▸ **PROBLEM TO SOLVE**
Count the lines in these records that contain the string "rocker", and give only the number.

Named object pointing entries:
:::
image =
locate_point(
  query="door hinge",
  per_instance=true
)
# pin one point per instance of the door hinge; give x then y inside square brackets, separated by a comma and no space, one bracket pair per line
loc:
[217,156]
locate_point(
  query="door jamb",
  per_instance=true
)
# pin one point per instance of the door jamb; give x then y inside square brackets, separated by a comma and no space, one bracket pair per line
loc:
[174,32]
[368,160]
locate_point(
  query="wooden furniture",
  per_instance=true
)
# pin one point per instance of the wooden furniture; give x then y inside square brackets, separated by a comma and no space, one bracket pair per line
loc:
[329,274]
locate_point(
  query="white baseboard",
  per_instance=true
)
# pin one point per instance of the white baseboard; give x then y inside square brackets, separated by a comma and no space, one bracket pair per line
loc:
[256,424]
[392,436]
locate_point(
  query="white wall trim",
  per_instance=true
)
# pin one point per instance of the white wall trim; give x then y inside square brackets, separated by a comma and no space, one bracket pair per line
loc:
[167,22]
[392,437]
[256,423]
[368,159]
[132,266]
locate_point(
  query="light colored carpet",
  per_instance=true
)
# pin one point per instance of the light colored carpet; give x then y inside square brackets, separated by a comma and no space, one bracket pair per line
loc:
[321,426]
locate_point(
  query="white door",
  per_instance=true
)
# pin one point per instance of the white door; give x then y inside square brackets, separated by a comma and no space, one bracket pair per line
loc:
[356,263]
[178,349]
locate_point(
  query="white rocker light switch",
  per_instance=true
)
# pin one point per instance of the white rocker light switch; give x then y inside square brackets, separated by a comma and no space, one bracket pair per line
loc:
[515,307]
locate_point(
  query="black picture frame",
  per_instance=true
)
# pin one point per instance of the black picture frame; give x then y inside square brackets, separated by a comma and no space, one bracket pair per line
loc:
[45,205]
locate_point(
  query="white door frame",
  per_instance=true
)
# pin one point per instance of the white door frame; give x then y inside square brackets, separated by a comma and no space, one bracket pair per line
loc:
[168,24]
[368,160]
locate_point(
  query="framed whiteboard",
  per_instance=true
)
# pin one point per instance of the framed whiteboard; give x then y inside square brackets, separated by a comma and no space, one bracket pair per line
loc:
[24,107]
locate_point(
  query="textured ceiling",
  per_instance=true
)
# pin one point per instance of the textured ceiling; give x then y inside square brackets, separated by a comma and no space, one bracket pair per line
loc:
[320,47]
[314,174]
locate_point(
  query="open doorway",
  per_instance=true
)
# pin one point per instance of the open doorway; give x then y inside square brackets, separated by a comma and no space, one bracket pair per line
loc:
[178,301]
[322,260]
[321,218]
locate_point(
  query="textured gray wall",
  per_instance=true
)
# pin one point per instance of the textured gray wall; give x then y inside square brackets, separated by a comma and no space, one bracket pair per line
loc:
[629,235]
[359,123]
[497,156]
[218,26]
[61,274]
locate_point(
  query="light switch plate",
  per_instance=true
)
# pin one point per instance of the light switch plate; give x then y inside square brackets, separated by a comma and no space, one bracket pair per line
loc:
:::
▸ **COMPLETE OUTPUT**
2